■ WHAT THIS TASK INVOLVES
Can you copy the Holmes family excerpt below word for word, beginning at the words "Over time, Silas" and stopping after "cared for her."?

Following the trail leads them to several revelations, the first of which was that Sherlock’s father, Silas Holmes (Joseph Fiennes), is a seemingly respectable man who has secretly been involved in the chemical weapons program. Silas partnered with Professor Malik (Ravi Aujla) to refine the deadly gas and sell it to the highest bidder as a weapon of mass destruction.

But the biggest shocker was that Beatrice is alive. Masquerading as Hodge’s assistant (Holly Cattle), she has been working with their father all along, having grown into a manipulative and emotionally detached woman who shares his ambition. As a child, Silas faked her death to drive Cordelia to insanity and seize control of her vast fortune, secretly placing Beatrice with the groundskeeper’s family, while the rest of the Holmes family believed she was dead. Keeping Cordelia drugged and confused and Sherlock away from the house, Silas was able to take over the family fortune and do as he pleased.

Over time, Silas recognized the same ruthless moral indifference in his daughter and groomed her as an ally, feeding her lies that her mother was an abusive harpy who never cared for her.

■ GIVEN DATA
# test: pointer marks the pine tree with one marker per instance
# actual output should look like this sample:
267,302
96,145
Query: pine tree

■ SOLUTION BELOW
Over time, Silas recognized the same ruthless moral indifference in his daughter and groomed her as an ally, feeding her lies that her mother was an abusive harpy who never cared for her.